■ **Dataset records**
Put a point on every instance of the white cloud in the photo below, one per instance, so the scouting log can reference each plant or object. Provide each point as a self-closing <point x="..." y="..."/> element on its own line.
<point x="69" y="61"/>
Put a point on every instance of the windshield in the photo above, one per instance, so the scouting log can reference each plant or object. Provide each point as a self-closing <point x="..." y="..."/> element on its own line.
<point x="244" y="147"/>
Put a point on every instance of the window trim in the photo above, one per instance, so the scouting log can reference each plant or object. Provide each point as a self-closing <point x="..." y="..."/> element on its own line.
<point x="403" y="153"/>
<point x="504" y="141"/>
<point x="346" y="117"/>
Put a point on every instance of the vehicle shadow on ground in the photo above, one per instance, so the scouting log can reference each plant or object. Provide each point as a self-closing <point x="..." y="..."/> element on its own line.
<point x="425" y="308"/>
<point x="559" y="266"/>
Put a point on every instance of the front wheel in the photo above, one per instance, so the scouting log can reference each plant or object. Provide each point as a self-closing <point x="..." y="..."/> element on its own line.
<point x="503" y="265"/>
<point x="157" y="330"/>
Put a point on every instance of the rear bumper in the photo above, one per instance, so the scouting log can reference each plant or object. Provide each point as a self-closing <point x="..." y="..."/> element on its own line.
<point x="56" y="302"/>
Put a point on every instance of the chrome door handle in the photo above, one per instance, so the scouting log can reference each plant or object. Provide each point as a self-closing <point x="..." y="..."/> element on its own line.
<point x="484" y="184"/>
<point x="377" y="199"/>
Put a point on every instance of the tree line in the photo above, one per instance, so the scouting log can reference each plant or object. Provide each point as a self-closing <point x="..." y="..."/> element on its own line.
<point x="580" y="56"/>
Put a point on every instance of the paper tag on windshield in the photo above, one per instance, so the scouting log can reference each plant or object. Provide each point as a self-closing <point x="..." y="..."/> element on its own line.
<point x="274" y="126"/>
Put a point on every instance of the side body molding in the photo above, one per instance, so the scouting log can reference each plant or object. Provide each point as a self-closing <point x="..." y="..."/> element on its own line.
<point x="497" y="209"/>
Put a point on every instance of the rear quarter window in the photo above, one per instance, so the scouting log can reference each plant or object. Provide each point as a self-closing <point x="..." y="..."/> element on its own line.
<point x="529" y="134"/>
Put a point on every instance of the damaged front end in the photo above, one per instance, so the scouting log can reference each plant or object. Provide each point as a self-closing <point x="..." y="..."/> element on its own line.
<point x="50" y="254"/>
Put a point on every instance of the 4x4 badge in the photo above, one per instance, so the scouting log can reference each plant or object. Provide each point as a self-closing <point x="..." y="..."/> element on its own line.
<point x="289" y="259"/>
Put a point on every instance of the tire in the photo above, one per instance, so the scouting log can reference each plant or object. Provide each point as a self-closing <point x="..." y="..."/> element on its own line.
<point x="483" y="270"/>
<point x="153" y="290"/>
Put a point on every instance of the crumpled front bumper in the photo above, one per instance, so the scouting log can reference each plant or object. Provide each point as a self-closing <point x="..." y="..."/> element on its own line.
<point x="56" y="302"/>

■ **Directions**
Return all of the entries word for word.

■ **Answer for the task**
Put a point on every instance of the white cloud in the photo below, one per instance, so the scouting log can reference each plant or object. Provide each point as a self-closing <point x="..." y="..."/> element on its own line.
<point x="69" y="61"/>
Put a point on every instance of the windshield in the photo above, one per instance, so the scouting log can reference each plant or object. Provide each point as a self-closing <point x="..." y="..."/> element on its own line.
<point x="244" y="147"/>
Put a point on every instance of the window trim in the photo above, one per instance, so the scouting log can reference each plant or object. Provide each point as a self-closing <point x="..." y="..."/> element on its own line.
<point x="403" y="153"/>
<point x="504" y="141"/>
<point x="346" y="117"/>
Put a point on every instance of the vehicle shadow on ground in the photo above, one per instance, so the scouting log can reference each plant or object. Provide each point as a self-closing <point x="..." y="..."/> element on its own line.
<point x="425" y="308"/>
<point x="559" y="266"/>
Put a point on every instance of the front wheel in the photo above, one per instance, so the scouting log can reference each plant or object. Provide each point as a self-closing <point x="..." y="..."/> element on its own line.
<point x="503" y="265"/>
<point x="157" y="330"/>
Put a point on every instance of the rear bumper in the photo above, one per instance, so the scouting log can reference each plant or object. Provide each point as a self-closing <point x="..." y="..."/> element on its own line.
<point x="56" y="302"/>
Put a point on every instance of the chrome door handle in the photo above, one per instance, so the scouting log can reference each plant or object. Provide each point as a self-closing <point x="..." y="..."/> element on its own line.
<point x="484" y="184"/>
<point x="377" y="199"/>
Put a point on every instance of the tree line in the photo above, one per instance, so the scouting log can reference each plant or object. Provide each point as a self-closing <point x="..." y="..."/> element on its own line.
<point x="580" y="56"/>
Put a point on every instance of the paper tag on windshield in the photo above, one per instance, so the scouting log can reference each plant or object. Provide each point as a self-closing <point x="..." y="..."/> element on its own line.
<point x="274" y="126"/>
Put a point on every instance of the side body molding in the photo above, one per instance, so the scouting log can reference each plant or object. Provide each point as a self-closing <point x="..." y="..."/> element on its own line.
<point x="497" y="209"/>
Put a point on every instance of the rear quarter window in the photo above, one per instance, so the scouting log can reference each plant or object. Provide each point as a self-closing <point x="..." y="..."/> element on its own line.
<point x="529" y="134"/>
Put a point on every instance of the damaged front end in the photo above, one per instance, so the scouting log can reference each plant or object. Provide each point as a self-closing <point x="..." y="..."/> element on its own line.
<point x="50" y="254"/>
Put a point on every instance of the 4x4 badge in the photo above, one per instance, so the scouting log can reference each plant or object. Provide each point as a self-closing <point x="..." y="..."/> element on its own line.
<point x="289" y="259"/>
Put a point on every instance of the tire in the photo above, one per instance, so the scouting log can reference each plant or object. Provide each point as a self-closing <point x="..." y="..."/> element on its own line.
<point x="483" y="270"/>
<point x="153" y="290"/>
Put a point on every instance of the crumpled front bumper in the photo above, one per instance, so the scouting log can reference each plant or object. Provide each point as a self-closing <point x="..." y="..."/> element on its own line.
<point x="56" y="302"/>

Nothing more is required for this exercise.